EXERCISE PROMPT —
Tally the lines of the material below that contain the string "every", matching case exactly, and give only that number.

RAW DATA —

** start **

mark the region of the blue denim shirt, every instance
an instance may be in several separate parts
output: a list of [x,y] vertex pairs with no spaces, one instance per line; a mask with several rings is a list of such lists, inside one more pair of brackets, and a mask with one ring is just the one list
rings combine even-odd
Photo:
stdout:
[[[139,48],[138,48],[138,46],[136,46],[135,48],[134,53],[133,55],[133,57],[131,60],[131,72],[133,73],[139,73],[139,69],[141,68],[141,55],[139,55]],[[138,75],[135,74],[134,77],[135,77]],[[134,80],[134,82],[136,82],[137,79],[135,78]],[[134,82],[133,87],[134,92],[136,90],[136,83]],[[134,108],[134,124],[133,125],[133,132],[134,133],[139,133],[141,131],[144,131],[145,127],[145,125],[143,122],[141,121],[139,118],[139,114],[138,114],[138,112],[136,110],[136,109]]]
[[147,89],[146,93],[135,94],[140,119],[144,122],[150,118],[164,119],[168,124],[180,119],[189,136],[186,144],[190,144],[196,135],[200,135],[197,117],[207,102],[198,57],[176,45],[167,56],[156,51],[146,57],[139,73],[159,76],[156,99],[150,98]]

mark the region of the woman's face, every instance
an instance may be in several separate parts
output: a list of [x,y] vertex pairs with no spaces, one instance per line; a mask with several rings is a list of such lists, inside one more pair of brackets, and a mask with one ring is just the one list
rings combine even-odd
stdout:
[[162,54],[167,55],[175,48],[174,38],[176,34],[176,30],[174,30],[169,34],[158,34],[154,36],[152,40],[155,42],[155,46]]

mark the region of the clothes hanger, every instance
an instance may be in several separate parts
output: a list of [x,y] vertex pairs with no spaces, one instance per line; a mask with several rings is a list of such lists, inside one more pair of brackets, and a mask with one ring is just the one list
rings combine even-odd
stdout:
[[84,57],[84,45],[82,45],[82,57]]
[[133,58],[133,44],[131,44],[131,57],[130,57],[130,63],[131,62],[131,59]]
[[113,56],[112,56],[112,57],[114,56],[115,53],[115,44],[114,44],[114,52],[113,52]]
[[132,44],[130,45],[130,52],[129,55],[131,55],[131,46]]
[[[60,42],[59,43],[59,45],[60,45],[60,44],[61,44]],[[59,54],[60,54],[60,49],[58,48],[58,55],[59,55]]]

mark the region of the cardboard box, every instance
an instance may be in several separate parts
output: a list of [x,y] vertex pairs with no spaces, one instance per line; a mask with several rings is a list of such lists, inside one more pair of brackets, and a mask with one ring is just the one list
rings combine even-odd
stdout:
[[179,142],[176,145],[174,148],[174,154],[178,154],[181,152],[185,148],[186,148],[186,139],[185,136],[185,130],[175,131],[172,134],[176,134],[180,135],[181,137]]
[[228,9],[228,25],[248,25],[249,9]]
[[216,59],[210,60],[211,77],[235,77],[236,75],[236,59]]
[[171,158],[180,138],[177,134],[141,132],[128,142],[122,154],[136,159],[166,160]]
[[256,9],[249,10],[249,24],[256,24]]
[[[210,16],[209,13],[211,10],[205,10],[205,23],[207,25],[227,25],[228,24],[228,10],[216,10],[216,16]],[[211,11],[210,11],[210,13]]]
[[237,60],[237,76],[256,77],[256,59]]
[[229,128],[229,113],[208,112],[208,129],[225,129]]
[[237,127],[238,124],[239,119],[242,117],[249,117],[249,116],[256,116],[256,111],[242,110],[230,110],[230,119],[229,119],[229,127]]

** end **

FINAL RESULT —
4